──────── SUPPLIED DATA ────────
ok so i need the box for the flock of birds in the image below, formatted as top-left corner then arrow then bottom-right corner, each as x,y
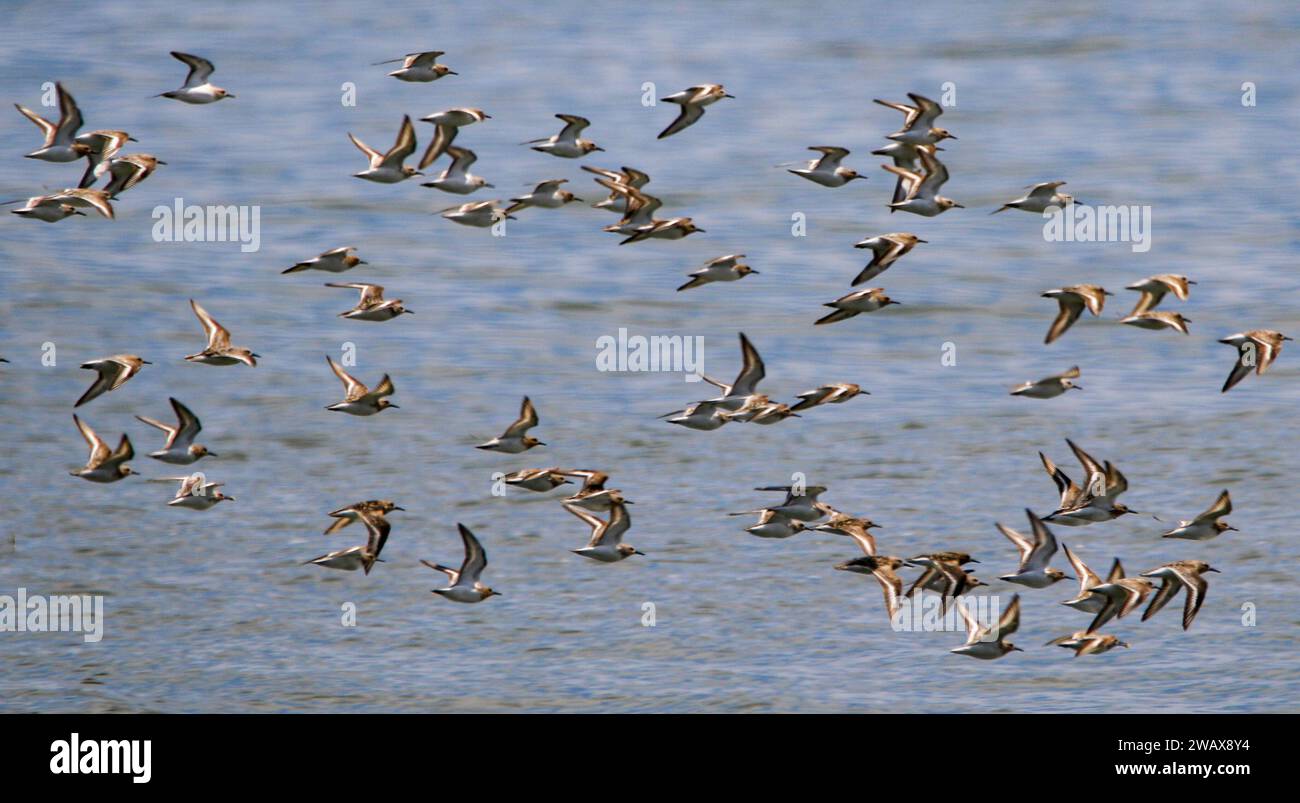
7,48 -> 1291,655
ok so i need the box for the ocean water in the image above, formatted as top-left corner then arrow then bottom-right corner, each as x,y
1,0 -> 1297,712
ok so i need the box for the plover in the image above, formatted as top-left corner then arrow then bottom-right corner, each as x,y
503,468 -> 570,493
595,180 -> 662,235
996,510 -> 1068,588
1010,366 -> 1081,399
558,470 -> 632,510
374,50 -> 456,82
565,502 -> 642,562
788,382 -> 863,412
324,356 -> 398,415
619,217 -> 704,245
1124,274 -> 1195,315
734,484 -> 829,522
677,254 -> 756,291
158,473 -> 234,510
324,500 -> 402,536
951,595 -> 1022,660
7,195 -> 85,223
1163,490 -> 1235,540
70,415 -> 135,483
75,129 -> 134,188
815,511 -> 881,557
583,165 -> 651,213
158,52 -> 234,103
1122,310 -> 1191,334
852,233 -> 925,285
303,544 -> 381,573
1141,560 -> 1219,630
874,93 -> 956,146
1085,575 -> 1154,633
788,146 -> 865,187
307,512 -> 389,574
100,154 -> 165,198
1042,285 -> 1110,344
525,114 -> 602,158
75,354 -> 149,408
815,288 -> 899,325
422,524 -> 500,602
326,282 -> 411,321
657,84 -> 733,139
505,179 -> 583,214
872,142 -> 940,209
476,396 -> 544,452
1060,547 -> 1125,613
421,145 -> 492,194
282,246 -> 366,275
744,510 -> 807,539
1045,631 -> 1129,657
418,108 -> 489,168
1042,440 -> 1136,526
439,199 -> 513,227
662,399 -> 729,431
1219,330 -> 1291,392
185,299 -> 259,366
350,116 -> 422,183
882,149 -> 963,216
834,555 -> 905,620
15,82 -> 86,161
992,181 -> 1072,214
135,397 -> 215,464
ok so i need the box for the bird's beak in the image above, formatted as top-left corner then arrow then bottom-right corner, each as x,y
1011,646 -> 1024,652
723,93 -> 736,98
1207,567 -> 1221,573
141,360 -> 153,364
968,559 -> 981,564
157,160 -> 168,165
206,452 -> 219,458
695,228 -> 706,233
357,260 -> 368,265
393,506 -> 406,511
634,550 -> 646,556
535,441 -> 546,446
226,496 -> 236,501
1073,385 -> 1084,390
593,146 -> 605,152
128,136 -> 139,142
572,196 -> 585,202
484,183 -> 495,188
1225,525 -> 1238,531
749,270 -> 760,274
446,71 -> 458,76
952,203 -> 965,208
388,404 -> 400,409
916,239 -> 928,243
946,133 -> 958,140
623,500 -> 635,504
────────
EXERCISE BRIEF:
Nothing but the pictures may be dropped; output the records above exactly.

EXERCISE OUTPUT:
ok so i need the box for the flock of birds in the image below, formatted as top-left corner then arrow then bottom-right corner, each as x,y
7,48 -> 1291,655
ok so i need the box for the ocean water in the image above, formatted as top-left corner then arrow then bottom-right corner, each as x,y
1,0 -> 1297,712
ok so i need the box for the plover in the image above, formatted as top-left corner then arrow then bottom-right corner, each as x,y
503,468 -> 570,493
595,180 -> 662,235
996,510 -> 1068,588
1010,366 -> 1081,399
558,470 -> 632,510
374,50 -> 456,82
565,502 -> 642,562
788,382 -> 863,412
324,356 -> 398,415
619,217 -> 704,245
1124,274 -> 1195,315
734,484 -> 829,522
677,254 -> 756,291
158,473 -> 234,510
324,500 -> 402,536
951,595 -> 1022,660
7,195 -> 85,223
1163,490 -> 1235,540
70,415 -> 135,483
75,129 -> 134,188
815,511 -> 881,557
583,165 -> 651,213
158,52 -> 234,103
1122,310 -> 1191,334
852,233 -> 925,285
303,544 -> 381,573
1141,560 -> 1219,630
874,93 -> 956,146
1085,575 -> 1154,633
788,146 -> 865,187
307,512 -> 389,574
100,154 -> 165,198
1042,285 -> 1110,344
525,114 -> 602,158
75,354 -> 149,408
815,288 -> 899,325
422,524 -> 500,602
326,282 -> 411,321
657,84 -> 733,139
505,179 -> 583,214
872,142 -> 940,209
476,396 -> 544,452
1060,547 -> 1125,613
421,145 -> 492,194
282,246 -> 366,275
744,510 -> 807,539
1045,631 -> 1129,657
418,108 -> 489,168
1042,440 -> 1136,526
439,199 -> 513,227
662,399 -> 729,431
1219,330 -> 1291,392
185,299 -> 259,366
350,116 -> 422,183
882,149 -> 963,216
834,555 -> 905,620
15,82 -> 86,161
992,181 -> 1072,214
135,397 -> 215,464
ok so i need the box for the bird's beak in the image above, formatted as top-left corner then arrow then bottom-right corner, each as x,y
1011,646 -> 1024,652
723,93 -> 736,98
1207,567 -> 1221,573
141,360 -> 153,364
968,559 -> 981,564
157,160 -> 168,165
206,452 -> 219,458
695,228 -> 706,233
357,260 -> 368,265
393,506 -> 406,511
634,550 -> 646,556
535,441 -> 546,446
226,496 -> 236,501
1073,385 -> 1084,390
593,146 -> 605,152
128,136 -> 139,142
572,196 -> 585,202
484,183 -> 495,188
1225,525 -> 1238,531
749,270 -> 760,274
446,71 -> 458,76
952,203 -> 965,208
388,404 -> 400,409
916,239 -> 928,243
946,133 -> 958,140
623,500 -> 635,504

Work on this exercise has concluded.